• [WHAT THE TASK REQUIRES]: Render the lines below as a JSON list of strings, with one string per line and blank lines omitted.

RECORDS TO PROCESS start

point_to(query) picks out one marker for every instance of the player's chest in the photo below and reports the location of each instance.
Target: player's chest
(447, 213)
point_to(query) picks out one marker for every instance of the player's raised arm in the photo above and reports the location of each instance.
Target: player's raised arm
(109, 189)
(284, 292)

RECORDS TO PROCESS end

• [WRITTEN REPLY]:
[
  "point_to(query) picks out one marker for every instance of the player's chest in the photo below and reports the location of each instance.",
  "Target: player's chest",
  "(447, 213)",
  "point_to(query) picks out one marker for every instance of the player's raised arm in the photo above and reports the location of each instance.",
  "Target: player's raised arm",
  "(109, 189)",
  "(284, 292)"
]